### Task directions
Answer these questions from the Electric Park passage.
(a) During which years was Electric Park in operation?
(b) Which three streetcar lines ended at the park?
(c) In what year was the Palais de Danse ballroom built?

### Given passage
Electric Park was an amusement park in Detroit, Michigan that was in operation from 1906 to 1928. Owned by Arthur Gaulker and his family, the park was also known by Riverview Park, Luna Park, and Granada Park in its 22-year existence, with several unofficial nicknames like "Pike's Peak", "Riverside", and "Granada". The park was sited on East Jefferson Drive adjacent to the approach to the bridge to Belle Isle.

==Trolley park==
Electric Park was originally a trolley park at the end of three streetcar lines (the Myrtle, Fort-East, and the Crosstown); public transportation to Electric Park to nearby Belle Isle gradually shifted toward the use of buses, even after the completion of new streetcar tracks after the construction of a new MacArthur Bridge in the early 1920s (the new tracks were never used). The park's main entrance was dominated by a large windmill across the street from the entrance to the park's boardwalk, which had a sign stating: "The Boardwalk: Just for Fun."

==Rides and attractions==
Rides and attractions in the densely packed Electric Park include a roller coaster (one was called the Derby Racer; another featured a sign that said "Trip Thru the Clouds - Detroit's Greatest Ride"; others that appeared in the park were the Big Dipper, the Bobs, and the Dare Devil), Ferris wheel, an interactive simulation of the Johnstown Flood, a Shoot-the-Chutes around which the rest of the park is configured, a Whip ride, aerial swings, various other mechanical rides, live entertainment (including acrobats and aerialists) performing in front of a bank of bleacher seats that dominated one side of the park), a riverfront pier, a coliseum, picnic facilities, and the Palais de Danse ballroom built (in 1912) over the edge of the water of the Detroit River. Another dance hall, Palace Gardens, was destroyed in a May 1911 blaze; the Coliseum and the pier and boardwalk (site of the park's concession stands) burned down ten years later. Before the fire, the Pier Ballroom and the Ramona were popular places for dancing; afterwards, the nearby Merry Gardens Ballroom kept drawing crowds even after the demise of the park.

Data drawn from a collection
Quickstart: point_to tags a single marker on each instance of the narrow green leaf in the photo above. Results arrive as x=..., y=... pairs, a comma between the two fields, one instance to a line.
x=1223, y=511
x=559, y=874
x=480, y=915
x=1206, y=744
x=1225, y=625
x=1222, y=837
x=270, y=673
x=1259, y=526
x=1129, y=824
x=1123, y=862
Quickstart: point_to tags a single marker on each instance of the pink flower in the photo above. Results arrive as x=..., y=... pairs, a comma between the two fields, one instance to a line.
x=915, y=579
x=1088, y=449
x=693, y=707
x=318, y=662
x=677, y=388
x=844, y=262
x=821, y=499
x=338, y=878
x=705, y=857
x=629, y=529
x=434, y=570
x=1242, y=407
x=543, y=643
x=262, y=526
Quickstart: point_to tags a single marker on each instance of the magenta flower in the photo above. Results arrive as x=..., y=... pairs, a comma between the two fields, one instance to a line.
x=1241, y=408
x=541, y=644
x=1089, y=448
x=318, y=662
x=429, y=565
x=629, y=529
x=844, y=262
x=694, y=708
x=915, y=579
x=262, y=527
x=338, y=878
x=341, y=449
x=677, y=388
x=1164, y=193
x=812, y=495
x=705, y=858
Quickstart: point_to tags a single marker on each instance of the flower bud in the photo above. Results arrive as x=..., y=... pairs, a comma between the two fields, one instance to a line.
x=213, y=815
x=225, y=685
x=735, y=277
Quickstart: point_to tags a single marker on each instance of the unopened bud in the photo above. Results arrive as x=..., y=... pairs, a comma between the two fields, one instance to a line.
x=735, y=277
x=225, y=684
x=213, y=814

### Written reply
(a) From 1906 to 1928.
(b) The Myrtle, the Fort-East, and the Crosstown.
(c) 1912.